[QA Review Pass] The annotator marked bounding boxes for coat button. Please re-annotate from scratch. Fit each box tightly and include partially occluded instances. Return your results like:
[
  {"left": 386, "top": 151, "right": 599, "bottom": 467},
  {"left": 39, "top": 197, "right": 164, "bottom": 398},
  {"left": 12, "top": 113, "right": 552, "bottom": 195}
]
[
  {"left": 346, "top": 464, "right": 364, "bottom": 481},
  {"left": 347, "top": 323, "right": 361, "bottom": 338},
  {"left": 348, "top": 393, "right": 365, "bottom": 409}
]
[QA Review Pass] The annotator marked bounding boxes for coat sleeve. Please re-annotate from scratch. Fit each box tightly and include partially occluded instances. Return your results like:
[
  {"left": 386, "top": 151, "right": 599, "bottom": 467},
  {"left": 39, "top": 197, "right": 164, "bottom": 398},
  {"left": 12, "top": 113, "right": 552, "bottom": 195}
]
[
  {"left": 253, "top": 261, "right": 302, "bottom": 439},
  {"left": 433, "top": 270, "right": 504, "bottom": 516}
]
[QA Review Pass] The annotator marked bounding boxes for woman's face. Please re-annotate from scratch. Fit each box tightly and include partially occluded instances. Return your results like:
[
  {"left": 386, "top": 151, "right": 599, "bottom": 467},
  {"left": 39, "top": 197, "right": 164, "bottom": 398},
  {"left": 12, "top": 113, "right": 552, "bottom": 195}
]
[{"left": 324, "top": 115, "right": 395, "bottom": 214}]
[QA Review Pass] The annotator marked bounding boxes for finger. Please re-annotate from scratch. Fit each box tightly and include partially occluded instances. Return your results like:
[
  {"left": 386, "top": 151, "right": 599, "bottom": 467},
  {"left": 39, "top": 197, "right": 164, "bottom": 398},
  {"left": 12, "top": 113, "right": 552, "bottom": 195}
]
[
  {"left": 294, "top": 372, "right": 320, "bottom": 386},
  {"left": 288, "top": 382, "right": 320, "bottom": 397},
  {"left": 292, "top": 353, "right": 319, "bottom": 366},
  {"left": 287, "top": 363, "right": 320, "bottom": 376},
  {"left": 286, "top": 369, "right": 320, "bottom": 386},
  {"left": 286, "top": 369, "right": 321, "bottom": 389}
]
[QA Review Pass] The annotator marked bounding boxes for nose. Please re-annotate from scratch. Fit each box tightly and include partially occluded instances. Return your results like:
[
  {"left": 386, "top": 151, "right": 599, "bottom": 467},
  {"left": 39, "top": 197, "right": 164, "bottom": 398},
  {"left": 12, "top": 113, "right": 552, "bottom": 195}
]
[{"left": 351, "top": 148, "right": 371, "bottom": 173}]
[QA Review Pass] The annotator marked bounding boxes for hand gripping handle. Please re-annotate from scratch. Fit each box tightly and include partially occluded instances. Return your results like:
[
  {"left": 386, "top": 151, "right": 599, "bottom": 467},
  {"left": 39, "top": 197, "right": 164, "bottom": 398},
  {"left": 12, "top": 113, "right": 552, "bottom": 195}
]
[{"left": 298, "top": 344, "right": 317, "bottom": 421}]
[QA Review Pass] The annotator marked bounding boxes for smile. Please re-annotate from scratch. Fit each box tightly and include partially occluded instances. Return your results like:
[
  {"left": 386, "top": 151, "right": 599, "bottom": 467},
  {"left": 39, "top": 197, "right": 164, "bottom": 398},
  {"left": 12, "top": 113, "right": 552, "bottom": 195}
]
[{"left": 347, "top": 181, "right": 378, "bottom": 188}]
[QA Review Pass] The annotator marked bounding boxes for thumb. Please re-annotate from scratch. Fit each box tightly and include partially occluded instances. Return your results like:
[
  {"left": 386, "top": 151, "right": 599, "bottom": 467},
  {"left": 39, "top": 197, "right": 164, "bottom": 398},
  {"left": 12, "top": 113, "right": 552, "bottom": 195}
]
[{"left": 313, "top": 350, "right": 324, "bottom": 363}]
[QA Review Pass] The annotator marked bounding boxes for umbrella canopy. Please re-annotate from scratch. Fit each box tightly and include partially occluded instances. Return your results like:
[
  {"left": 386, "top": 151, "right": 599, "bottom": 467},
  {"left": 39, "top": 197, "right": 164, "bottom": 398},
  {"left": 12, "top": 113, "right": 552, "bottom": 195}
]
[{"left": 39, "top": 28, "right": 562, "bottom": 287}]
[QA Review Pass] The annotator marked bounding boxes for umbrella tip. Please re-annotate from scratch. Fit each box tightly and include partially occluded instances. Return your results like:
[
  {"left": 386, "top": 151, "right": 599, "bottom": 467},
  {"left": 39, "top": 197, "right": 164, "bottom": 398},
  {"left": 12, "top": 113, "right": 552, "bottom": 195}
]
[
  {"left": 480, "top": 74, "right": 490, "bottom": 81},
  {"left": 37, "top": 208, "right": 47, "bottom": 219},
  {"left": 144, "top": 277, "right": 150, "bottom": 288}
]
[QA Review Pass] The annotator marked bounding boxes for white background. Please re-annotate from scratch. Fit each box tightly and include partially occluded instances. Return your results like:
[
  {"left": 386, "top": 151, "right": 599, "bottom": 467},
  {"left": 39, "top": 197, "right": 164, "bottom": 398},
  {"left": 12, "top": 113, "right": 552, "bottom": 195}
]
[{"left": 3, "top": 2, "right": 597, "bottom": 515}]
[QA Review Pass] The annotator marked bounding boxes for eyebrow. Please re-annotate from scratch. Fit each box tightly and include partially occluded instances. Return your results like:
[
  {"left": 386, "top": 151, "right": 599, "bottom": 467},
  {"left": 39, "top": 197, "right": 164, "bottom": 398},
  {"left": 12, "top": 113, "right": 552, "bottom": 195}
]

####################

#### TASK DETAILS
Your reply should repeat the entire listing, word for word and complete.

#### WRITTEN ANSWER
[QA Review Pass] The annotator marked bounding boxes for coat button. Please re-annotate from scratch. Fit each box tightly and include partially occluded instances. Return your results like:
[
  {"left": 386, "top": 151, "right": 599, "bottom": 467},
  {"left": 39, "top": 197, "right": 164, "bottom": 398},
  {"left": 12, "top": 113, "right": 552, "bottom": 195}
]
[
  {"left": 346, "top": 464, "right": 364, "bottom": 481},
  {"left": 347, "top": 323, "right": 361, "bottom": 338},
  {"left": 348, "top": 393, "right": 365, "bottom": 409}
]
[QA Review Pass] The annotator marked bounding boxes for coat sleeve. Please re-annotate from scratch. Fit each box tightly and include partially occluded instances. Return your results like:
[
  {"left": 386, "top": 151, "right": 599, "bottom": 467},
  {"left": 39, "top": 197, "right": 164, "bottom": 398},
  {"left": 12, "top": 113, "right": 552, "bottom": 195}
]
[
  {"left": 253, "top": 261, "right": 302, "bottom": 439},
  {"left": 433, "top": 270, "right": 504, "bottom": 516}
]
[QA Review Pass] The annotator marked bounding boxes for woman's face. Please re-annotate from scratch. Fit each box tightly and include partially occluded instances. Return your results like:
[
  {"left": 386, "top": 151, "right": 599, "bottom": 467},
  {"left": 39, "top": 197, "right": 164, "bottom": 398},
  {"left": 12, "top": 113, "right": 552, "bottom": 195}
]
[{"left": 324, "top": 115, "right": 395, "bottom": 214}]
[QA Review Pass] The annotator marked bounding boxes for finger. Please re-annotate from scratch. Fit each box tightly and include partially occluded instances. Return your results like:
[
  {"left": 386, "top": 151, "right": 599, "bottom": 467},
  {"left": 39, "top": 197, "right": 164, "bottom": 398},
  {"left": 12, "top": 113, "right": 552, "bottom": 195}
]
[
  {"left": 294, "top": 372, "right": 320, "bottom": 386},
  {"left": 288, "top": 382, "right": 320, "bottom": 397},
  {"left": 292, "top": 353, "right": 319, "bottom": 366},
  {"left": 287, "top": 363, "right": 320, "bottom": 376},
  {"left": 286, "top": 369, "right": 320, "bottom": 386},
  {"left": 286, "top": 369, "right": 321, "bottom": 389}
]
[QA Review Pass] The annotator marked bounding boxes for nose. Please re-annotate from scratch. Fit each box tightly and include partially occluded instances. Return your results like:
[
  {"left": 386, "top": 151, "right": 599, "bottom": 467},
  {"left": 39, "top": 197, "right": 164, "bottom": 398},
  {"left": 12, "top": 113, "right": 552, "bottom": 195}
]
[{"left": 351, "top": 148, "right": 371, "bottom": 173}]
[QA Review Pass] The annotator marked bounding boxes for hand gripping handle. Please re-annotate from scratch. Fit each box tightly and include partially occluded instances. Return your results like:
[
  {"left": 386, "top": 151, "right": 599, "bottom": 467},
  {"left": 39, "top": 197, "right": 164, "bottom": 398},
  {"left": 12, "top": 113, "right": 552, "bottom": 195}
]
[{"left": 298, "top": 344, "right": 317, "bottom": 421}]
[QA Review Pass] The annotator marked bounding boxes for smile. Please re-annotate from scratch. Fit each box tightly and include partially occluded instances. Return your results like:
[
  {"left": 386, "top": 151, "right": 599, "bottom": 467},
  {"left": 39, "top": 197, "right": 164, "bottom": 398},
  {"left": 12, "top": 113, "right": 552, "bottom": 195}
]
[{"left": 347, "top": 181, "right": 378, "bottom": 188}]
[QA Review Pass] The annotator marked bounding boxes for thumb. Please re-annotate from scratch. Fit each box tightly and include partially occluded instances. Return your results like:
[
  {"left": 386, "top": 151, "right": 599, "bottom": 467},
  {"left": 39, "top": 197, "right": 164, "bottom": 398},
  {"left": 12, "top": 113, "right": 552, "bottom": 195}
]
[{"left": 313, "top": 350, "right": 324, "bottom": 363}]
[QA Review Pass] The annotator marked bounding boxes for umbrella canopy. Please re-annotate from scratch. Fit each box tightly and include partially occluded instances. Return your results like:
[
  {"left": 386, "top": 151, "right": 599, "bottom": 467},
  {"left": 39, "top": 197, "right": 164, "bottom": 398},
  {"left": 12, "top": 113, "right": 552, "bottom": 195}
]
[{"left": 39, "top": 28, "right": 562, "bottom": 287}]
[QA Review Pass] The annotator marked bounding boxes for umbrella tip. Please re-annotate from scratch. Fit each box tightly and include partially occluded instances. Return your results like:
[
  {"left": 386, "top": 151, "right": 599, "bottom": 467},
  {"left": 39, "top": 197, "right": 164, "bottom": 398},
  {"left": 12, "top": 113, "right": 552, "bottom": 195}
]
[
  {"left": 480, "top": 74, "right": 490, "bottom": 81},
  {"left": 37, "top": 208, "right": 47, "bottom": 219},
  {"left": 144, "top": 277, "right": 150, "bottom": 288}
]
[QA Review Pass] The annotator marked bounding boxes for white background. Please re-annotate from scratch. Fit each box tightly and include partially occluded instances. Return your results like:
[
  {"left": 386, "top": 151, "right": 599, "bottom": 467},
  {"left": 39, "top": 197, "right": 164, "bottom": 398},
  {"left": 12, "top": 113, "right": 552, "bottom": 195}
]
[{"left": 3, "top": 2, "right": 597, "bottom": 515}]
[QA Review Pass] The annotator marked bounding boxes for eyebrow. Please re-annotate from scratch. Fit each box tightly and include partially occluded instances. Return your results like:
[
  {"left": 386, "top": 151, "right": 599, "bottom": 467},
  {"left": 39, "top": 197, "right": 164, "bottom": 398},
  {"left": 12, "top": 113, "right": 552, "bottom": 195}
]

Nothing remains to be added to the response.